▸ **Excerpt provided**
Flowy curtains of aurora lights are observed on Earth when solar ejections collide with our magnetic field. This generates currents of charged particles that flow into the north or south poles, creating dazzling displays when they hit oxygen and nitrogen. Saturn has aurora lights too, and newly released Hubble images capturing the dancing auroral lights at the gas giant’s north pole suggest they result from the collapse of the planet’s magnetic tail.
Saturn’s magnetosphere -- the big magnetic bubble that surrounds the planet -- is compressed on the side facing the sun, and it streams out into a long “magnetotail” on the planet’s nightside. Just like with comets, the magnetotails of Earth and Saturn are made of electrified gas from the sun.
Now it appears that when strong bursts of particles from the sun hit Saturn, the magnetotail collapses and then reconfigures itself -- a disturbance of the magnetic field that’s reflected in the dynamics of auroras. “We have always suspected this was what also happens on Saturn,” Jonathan Nichols of the University of Leicester says in a statement. “This evidence really strengthens the argument.”

▸ **Challenge**
Reproduce the passage on Saturn's auroras in full, word for word. The listing has no connection to the passage on Saturn's auroras.

(Items from a labeling collection)
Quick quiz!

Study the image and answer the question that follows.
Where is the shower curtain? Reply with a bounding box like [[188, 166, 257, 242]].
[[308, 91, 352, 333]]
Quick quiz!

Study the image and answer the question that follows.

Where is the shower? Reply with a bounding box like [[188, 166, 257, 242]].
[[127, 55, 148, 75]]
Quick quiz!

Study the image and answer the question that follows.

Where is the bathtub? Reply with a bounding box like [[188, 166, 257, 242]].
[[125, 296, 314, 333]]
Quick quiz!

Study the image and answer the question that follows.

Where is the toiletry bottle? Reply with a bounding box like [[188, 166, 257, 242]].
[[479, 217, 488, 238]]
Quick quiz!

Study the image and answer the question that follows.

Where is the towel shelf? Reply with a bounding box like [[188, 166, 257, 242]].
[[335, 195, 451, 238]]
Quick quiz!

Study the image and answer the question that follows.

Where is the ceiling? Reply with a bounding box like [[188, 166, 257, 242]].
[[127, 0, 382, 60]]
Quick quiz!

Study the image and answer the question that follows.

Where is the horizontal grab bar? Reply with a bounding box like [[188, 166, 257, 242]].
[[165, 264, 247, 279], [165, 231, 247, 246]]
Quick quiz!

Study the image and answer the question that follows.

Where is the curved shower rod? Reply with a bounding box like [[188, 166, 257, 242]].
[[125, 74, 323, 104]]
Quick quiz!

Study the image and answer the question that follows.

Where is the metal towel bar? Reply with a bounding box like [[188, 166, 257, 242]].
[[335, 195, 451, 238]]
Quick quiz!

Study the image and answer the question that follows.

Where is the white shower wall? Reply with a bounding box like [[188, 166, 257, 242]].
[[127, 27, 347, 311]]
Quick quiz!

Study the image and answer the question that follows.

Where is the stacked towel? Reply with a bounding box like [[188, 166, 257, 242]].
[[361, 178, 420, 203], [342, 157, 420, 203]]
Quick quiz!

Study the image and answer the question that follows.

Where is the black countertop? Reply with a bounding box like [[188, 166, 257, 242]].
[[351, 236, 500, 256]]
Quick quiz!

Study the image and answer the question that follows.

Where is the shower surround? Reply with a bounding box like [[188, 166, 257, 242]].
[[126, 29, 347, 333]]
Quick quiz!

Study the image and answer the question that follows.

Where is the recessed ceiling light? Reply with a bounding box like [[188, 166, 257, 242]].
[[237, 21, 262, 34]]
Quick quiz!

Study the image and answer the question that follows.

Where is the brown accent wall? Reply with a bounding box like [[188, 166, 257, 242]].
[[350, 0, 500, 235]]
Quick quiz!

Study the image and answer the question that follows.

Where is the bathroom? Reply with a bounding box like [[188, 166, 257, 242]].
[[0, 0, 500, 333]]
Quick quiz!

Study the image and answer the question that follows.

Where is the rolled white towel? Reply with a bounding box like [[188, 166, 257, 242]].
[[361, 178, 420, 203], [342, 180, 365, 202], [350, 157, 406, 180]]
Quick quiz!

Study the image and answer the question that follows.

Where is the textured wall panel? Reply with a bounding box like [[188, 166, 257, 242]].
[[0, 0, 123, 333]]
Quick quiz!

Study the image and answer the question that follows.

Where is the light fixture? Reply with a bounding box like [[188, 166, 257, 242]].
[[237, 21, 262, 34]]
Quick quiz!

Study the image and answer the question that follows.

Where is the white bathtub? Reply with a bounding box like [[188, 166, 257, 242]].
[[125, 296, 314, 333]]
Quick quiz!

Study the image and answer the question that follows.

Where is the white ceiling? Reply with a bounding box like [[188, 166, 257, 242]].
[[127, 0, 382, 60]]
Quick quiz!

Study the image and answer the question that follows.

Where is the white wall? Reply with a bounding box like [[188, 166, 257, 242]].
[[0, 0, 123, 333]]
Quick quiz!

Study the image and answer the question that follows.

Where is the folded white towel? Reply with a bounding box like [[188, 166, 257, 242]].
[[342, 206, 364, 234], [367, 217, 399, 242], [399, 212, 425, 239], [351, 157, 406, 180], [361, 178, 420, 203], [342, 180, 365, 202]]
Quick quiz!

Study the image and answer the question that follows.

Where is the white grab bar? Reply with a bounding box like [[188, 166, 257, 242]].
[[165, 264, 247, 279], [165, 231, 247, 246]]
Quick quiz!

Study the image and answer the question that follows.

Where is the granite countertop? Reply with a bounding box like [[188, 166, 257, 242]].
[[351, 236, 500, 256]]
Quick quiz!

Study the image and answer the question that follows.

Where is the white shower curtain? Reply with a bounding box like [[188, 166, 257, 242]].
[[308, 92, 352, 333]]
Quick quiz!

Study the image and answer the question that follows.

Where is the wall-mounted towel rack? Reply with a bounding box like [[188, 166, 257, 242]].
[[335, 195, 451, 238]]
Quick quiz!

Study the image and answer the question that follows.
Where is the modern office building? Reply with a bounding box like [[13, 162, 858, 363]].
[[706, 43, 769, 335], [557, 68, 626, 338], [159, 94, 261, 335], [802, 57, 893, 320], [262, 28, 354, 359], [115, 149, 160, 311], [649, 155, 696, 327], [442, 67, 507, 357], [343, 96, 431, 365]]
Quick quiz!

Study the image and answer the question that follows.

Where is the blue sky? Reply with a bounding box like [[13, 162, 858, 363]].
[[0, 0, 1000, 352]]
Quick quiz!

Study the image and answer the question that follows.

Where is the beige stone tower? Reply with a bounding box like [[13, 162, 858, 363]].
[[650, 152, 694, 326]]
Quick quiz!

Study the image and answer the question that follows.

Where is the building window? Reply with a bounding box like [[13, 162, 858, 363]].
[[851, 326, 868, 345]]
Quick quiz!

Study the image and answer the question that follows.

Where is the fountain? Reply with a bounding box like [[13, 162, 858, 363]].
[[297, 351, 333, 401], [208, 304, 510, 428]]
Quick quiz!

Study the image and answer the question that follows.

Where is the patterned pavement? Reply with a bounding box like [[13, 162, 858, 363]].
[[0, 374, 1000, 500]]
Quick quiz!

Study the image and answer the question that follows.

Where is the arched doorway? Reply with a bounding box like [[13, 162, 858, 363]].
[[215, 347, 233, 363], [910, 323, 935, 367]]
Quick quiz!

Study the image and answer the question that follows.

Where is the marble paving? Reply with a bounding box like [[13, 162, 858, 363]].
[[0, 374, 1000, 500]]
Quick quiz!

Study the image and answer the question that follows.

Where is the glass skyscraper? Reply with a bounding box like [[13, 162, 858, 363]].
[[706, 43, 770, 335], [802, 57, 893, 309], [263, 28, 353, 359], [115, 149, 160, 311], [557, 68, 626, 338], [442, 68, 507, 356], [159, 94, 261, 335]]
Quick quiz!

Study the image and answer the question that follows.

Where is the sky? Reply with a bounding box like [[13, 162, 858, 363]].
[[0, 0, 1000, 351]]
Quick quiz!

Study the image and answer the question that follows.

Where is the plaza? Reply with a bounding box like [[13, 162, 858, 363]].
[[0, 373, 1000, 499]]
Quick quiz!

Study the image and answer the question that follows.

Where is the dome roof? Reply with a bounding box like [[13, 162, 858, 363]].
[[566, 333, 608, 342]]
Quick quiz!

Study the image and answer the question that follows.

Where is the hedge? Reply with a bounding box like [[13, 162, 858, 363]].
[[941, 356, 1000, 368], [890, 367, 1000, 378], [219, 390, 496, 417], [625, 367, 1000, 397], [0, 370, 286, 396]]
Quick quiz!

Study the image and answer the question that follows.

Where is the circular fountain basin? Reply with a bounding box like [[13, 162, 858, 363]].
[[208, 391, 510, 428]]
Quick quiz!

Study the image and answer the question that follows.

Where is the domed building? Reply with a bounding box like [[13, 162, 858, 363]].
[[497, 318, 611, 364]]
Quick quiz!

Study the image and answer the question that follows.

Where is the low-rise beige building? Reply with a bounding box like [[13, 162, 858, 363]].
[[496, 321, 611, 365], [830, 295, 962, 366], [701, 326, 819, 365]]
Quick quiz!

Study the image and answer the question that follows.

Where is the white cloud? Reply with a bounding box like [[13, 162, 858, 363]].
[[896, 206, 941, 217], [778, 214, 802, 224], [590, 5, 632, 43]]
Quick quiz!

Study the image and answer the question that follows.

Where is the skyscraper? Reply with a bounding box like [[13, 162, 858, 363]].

▸ **Answer to the problem**
Flowy curtains of aurora lights are observed on Earth when solar ejections collide with our magnetic field. This generates currents of charged particles that flow into the north or south poles, creating dazzling displays when they hit oxygen and nitrogen. Saturn has aurora lights too, and newly released Hubble images capturing the dancing auroral lights at the gas giant’s north pole suggest they result from the collapse of the planet’s magnetic tail.
Saturn’s magnetosphere -- the big magnetic bubble that surrounds the planet -- is compressed on the side facing the sun, and it streams out into a long “magnetotail” on the planet’s nightside. Just like with comets, the magnetotails of Earth and Saturn are made of electrified gas from the sun.
Now it appears that when strong bursts of particles from the sun hit Saturn, the magnetotail collapses and then reconfigures itself -- a disturbance of the magnetic field that’s reflected in the dynamics of auroras. “We have always suspected this was what also happens on Saturn,” Jonathan Nichols of the University of Leicester says in a statement. “This evidence really strengthens the argument.”